====== MATERIAL SHOWN ======

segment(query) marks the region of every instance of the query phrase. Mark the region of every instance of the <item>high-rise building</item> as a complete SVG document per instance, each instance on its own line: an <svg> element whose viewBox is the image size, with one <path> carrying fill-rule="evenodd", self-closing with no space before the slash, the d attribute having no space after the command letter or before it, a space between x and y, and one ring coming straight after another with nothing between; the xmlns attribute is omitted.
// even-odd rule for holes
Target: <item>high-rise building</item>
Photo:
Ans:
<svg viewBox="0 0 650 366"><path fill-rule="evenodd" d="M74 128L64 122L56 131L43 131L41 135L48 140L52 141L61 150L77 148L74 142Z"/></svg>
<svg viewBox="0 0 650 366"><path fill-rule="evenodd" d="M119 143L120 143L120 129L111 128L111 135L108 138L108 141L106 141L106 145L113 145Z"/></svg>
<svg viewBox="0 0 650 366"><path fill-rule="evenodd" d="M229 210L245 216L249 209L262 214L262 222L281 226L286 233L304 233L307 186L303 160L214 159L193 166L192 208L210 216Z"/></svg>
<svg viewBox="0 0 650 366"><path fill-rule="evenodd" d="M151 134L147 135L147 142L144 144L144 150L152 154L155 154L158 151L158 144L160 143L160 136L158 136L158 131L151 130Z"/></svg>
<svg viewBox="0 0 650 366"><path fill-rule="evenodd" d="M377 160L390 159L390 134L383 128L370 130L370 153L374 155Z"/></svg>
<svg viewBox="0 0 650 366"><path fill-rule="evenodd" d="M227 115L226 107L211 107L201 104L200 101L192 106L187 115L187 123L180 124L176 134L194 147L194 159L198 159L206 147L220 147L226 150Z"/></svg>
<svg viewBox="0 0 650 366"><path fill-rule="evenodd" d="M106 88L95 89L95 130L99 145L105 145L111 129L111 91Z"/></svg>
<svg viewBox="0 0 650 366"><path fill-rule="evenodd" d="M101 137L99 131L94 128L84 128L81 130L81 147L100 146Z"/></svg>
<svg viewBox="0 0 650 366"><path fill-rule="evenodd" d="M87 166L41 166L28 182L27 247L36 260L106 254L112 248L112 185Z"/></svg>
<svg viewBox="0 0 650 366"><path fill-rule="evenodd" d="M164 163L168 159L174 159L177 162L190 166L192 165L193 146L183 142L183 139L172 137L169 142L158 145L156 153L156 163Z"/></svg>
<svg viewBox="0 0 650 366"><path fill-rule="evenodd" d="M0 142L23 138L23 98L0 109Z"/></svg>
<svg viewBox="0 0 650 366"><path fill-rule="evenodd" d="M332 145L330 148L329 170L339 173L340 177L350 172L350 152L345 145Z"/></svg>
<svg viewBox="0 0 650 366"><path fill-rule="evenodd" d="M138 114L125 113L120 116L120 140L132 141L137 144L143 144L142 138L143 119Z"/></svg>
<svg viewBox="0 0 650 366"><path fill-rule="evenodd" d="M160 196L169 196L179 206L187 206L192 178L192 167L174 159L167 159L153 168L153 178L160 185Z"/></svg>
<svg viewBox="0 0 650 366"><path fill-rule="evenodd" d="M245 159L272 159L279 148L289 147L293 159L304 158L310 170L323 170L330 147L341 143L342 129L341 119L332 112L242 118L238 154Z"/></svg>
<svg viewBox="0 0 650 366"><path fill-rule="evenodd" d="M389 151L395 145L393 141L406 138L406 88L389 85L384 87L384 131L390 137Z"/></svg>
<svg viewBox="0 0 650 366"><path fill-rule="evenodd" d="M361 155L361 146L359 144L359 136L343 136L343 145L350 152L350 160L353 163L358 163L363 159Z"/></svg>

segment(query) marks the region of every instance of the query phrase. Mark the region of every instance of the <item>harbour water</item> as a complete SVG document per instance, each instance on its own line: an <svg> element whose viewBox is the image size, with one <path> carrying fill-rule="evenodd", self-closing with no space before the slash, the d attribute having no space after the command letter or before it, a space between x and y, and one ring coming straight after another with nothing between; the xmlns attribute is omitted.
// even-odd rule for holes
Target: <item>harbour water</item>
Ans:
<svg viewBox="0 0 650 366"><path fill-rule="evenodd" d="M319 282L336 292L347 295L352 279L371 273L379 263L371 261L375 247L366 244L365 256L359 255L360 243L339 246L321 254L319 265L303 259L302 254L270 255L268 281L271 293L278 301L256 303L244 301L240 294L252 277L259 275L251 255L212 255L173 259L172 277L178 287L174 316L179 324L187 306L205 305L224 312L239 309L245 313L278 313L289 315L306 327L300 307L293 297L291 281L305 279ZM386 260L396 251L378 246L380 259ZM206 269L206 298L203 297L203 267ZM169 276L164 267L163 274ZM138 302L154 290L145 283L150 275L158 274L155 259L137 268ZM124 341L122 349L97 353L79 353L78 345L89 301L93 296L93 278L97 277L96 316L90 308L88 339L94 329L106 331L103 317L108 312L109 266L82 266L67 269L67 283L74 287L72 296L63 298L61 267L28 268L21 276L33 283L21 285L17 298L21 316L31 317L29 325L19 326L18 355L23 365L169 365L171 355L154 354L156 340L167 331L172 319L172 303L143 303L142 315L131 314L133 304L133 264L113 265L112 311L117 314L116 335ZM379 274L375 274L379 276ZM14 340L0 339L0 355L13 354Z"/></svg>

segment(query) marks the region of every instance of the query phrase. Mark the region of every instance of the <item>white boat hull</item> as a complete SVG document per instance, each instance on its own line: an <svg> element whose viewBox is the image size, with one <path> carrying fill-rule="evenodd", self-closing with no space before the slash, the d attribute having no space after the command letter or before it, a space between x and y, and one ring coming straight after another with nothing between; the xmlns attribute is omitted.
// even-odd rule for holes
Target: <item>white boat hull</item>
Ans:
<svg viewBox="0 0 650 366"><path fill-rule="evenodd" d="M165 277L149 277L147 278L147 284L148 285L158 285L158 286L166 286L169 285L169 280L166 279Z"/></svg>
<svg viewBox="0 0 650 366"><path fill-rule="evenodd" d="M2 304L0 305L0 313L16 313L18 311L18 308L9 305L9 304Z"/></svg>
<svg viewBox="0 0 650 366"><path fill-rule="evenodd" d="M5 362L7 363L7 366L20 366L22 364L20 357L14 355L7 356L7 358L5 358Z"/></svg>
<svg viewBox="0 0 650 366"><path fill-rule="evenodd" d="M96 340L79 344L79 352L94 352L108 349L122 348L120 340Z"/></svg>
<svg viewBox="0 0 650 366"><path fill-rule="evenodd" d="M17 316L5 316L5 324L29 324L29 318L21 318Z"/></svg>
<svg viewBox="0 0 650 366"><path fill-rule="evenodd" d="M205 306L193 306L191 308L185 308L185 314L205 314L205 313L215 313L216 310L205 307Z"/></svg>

======

→ **GOAL OF THE EXERCISE**: Set down the records above once more, exactly as they stand.

→ **ANSWER BOX**:
segment(query) marks the region of every instance of the query phrase. Mark the region of every instance of the <item>high-rise building</item> as a complete SVG document per instance, each instance on its own line: an <svg> element whose viewBox is the image size, with one <path> carrying fill-rule="evenodd", self-closing with no space before the slash, the d attribute having no space after the command letter or before it, a space between x and y, and one ring coming straight after another with nothing between; the xmlns attribute is omitted.
// even-odd rule for holes
Target: <item>high-rise building</item>
Photo:
Ans:
<svg viewBox="0 0 650 366"><path fill-rule="evenodd" d="M74 128L64 122L56 131L43 131L41 135L48 140L52 141L61 150L77 148L74 142Z"/></svg>
<svg viewBox="0 0 650 366"><path fill-rule="evenodd" d="M119 143L120 143L120 129L111 128L111 135L108 138L108 141L106 141L106 145L113 145Z"/></svg>
<svg viewBox="0 0 650 366"><path fill-rule="evenodd" d="M229 210L245 216L249 209L262 214L262 222L281 226L286 233L304 233L307 186L303 160L214 159L193 166L192 208L210 216Z"/></svg>
<svg viewBox="0 0 650 366"><path fill-rule="evenodd" d="M151 134L147 135L147 142L144 144L144 150L152 154L155 154L158 151L158 144L160 143L160 136L158 136L158 131L151 130Z"/></svg>
<svg viewBox="0 0 650 366"><path fill-rule="evenodd" d="M377 160L390 159L390 134L383 128L370 130L370 153L374 155Z"/></svg>
<svg viewBox="0 0 650 366"><path fill-rule="evenodd" d="M227 115L226 107L211 107L201 104L200 101L192 106L187 115L187 123L180 124L176 134L194 147L194 159L198 159L206 147L220 147L226 150Z"/></svg>
<svg viewBox="0 0 650 366"><path fill-rule="evenodd" d="M106 88L95 89L95 130L99 145L105 145L111 129L111 91Z"/></svg>
<svg viewBox="0 0 650 366"><path fill-rule="evenodd" d="M101 137L99 131L94 128L84 128L81 130L81 147L100 146Z"/></svg>
<svg viewBox="0 0 650 366"><path fill-rule="evenodd" d="M87 166L41 166L28 182L27 247L36 260L106 254L112 248L112 185Z"/></svg>
<svg viewBox="0 0 650 366"><path fill-rule="evenodd" d="M164 163L168 159L174 159L177 162L190 166L192 165L193 146L183 142L183 139L172 137L169 142L158 145L156 153L156 163Z"/></svg>
<svg viewBox="0 0 650 366"><path fill-rule="evenodd" d="M0 142L23 138L23 98L0 109Z"/></svg>
<svg viewBox="0 0 650 366"><path fill-rule="evenodd" d="M332 145L330 148L329 170L339 173L340 177L350 172L350 152L345 145Z"/></svg>
<svg viewBox="0 0 650 366"><path fill-rule="evenodd" d="M138 114L125 113L120 116L120 140L132 141L137 144L143 144L142 138L143 119Z"/></svg>
<svg viewBox="0 0 650 366"><path fill-rule="evenodd" d="M160 196L169 196L179 206L187 206L192 178L192 167L174 159L167 159L153 168L153 178L160 185Z"/></svg>
<svg viewBox="0 0 650 366"><path fill-rule="evenodd" d="M245 159L272 159L279 148L289 147L293 159L304 158L310 170L323 170L330 147L341 143L342 129L341 119L332 112L242 118L238 154Z"/></svg>
<svg viewBox="0 0 650 366"><path fill-rule="evenodd" d="M389 151L395 145L393 141L406 138L406 88L389 85L384 87L384 131L390 137Z"/></svg>
<svg viewBox="0 0 650 366"><path fill-rule="evenodd" d="M361 155L361 146L359 144L359 136L343 136L343 145L350 152L350 160L353 163L358 163L363 159Z"/></svg>

segment(query) marks the region of every instance of the query phrase. Mark the region of every instance of the <item>harbour water</item> as a complete SVG document per instance, each instance on its own line: an <svg> element whose viewBox is the image size, with one <path> carrying fill-rule="evenodd", self-closing with no space before the slash, the d attribute having no space after the command letter or before it, a space between x and y, and one ring coming straight after another with nothing between; the xmlns attribute is omitted.
// even-odd rule for holes
Target: <item>harbour water</item>
Ans:
<svg viewBox="0 0 650 366"><path fill-rule="evenodd" d="M319 282L336 292L347 295L352 279L371 273L379 263L371 261L375 247L366 244L365 256L359 255L360 243L339 246L321 254L319 265L303 259L302 254L270 255L268 281L271 293L278 301L256 303L244 301L240 294L252 277L259 275L251 255L212 255L173 259L172 277L178 287L174 316L179 324L187 306L205 305L224 312L239 309L245 313L278 313L289 315L306 327L300 307L293 297L291 281L305 279ZM386 260L396 251L378 246L380 259ZM206 269L206 298L203 297L203 267ZM169 276L164 267L163 274ZM138 302L154 290L145 283L150 275L158 274L155 259L137 268ZM124 341L122 349L97 353L79 353L78 345L89 301L93 296L93 278L97 277L96 316L90 308L88 339L94 329L106 331L103 317L108 312L109 266L82 266L67 269L67 283L74 287L72 296L63 298L61 267L28 268L21 276L33 283L21 285L17 298L21 316L31 317L29 325L19 326L18 355L23 365L169 365L171 355L154 354L156 340L167 331L172 319L172 303L143 303L142 315L131 314L133 304L133 264L113 265L112 311L117 314L116 335ZM379 274L375 274L379 276ZM14 340L0 339L0 355L13 354Z"/></svg>

segment(query) marks the region of every instance of the query phrase. Mark the region of every instance of the <item>white boat hull</item> as a complete SVG document per instance, each instance on its own line: an <svg> element whose viewBox is the image size, with one <path> carrying fill-rule="evenodd", self-closing with no space before the slash, the d attribute having no space after the command letter or before it, a space between x and y, and one ring coming straight after another with nothing between; the xmlns attribute is omitted.
// even-odd rule for holes
Target: <item>white boat hull</item>
Ans:
<svg viewBox="0 0 650 366"><path fill-rule="evenodd" d="M165 277L149 277L147 278L147 284L148 285L158 285L158 286L166 286L169 285L169 280L166 279Z"/></svg>
<svg viewBox="0 0 650 366"><path fill-rule="evenodd" d="M2 304L0 305L0 313L16 313L18 311L18 308L9 305L9 304Z"/></svg>
<svg viewBox="0 0 650 366"><path fill-rule="evenodd" d="M5 362L7 363L7 366L20 366L22 364L20 357L14 355L7 356L7 358L5 358Z"/></svg>
<svg viewBox="0 0 650 366"><path fill-rule="evenodd" d="M96 340L79 344L79 352L94 352L108 349L122 348L120 340Z"/></svg>
<svg viewBox="0 0 650 366"><path fill-rule="evenodd" d="M17 316L5 316L5 324L29 324L29 318L21 318Z"/></svg>
<svg viewBox="0 0 650 366"><path fill-rule="evenodd" d="M205 306L193 306L191 308L185 308L185 314L205 314L205 313L215 313L216 310L205 307Z"/></svg>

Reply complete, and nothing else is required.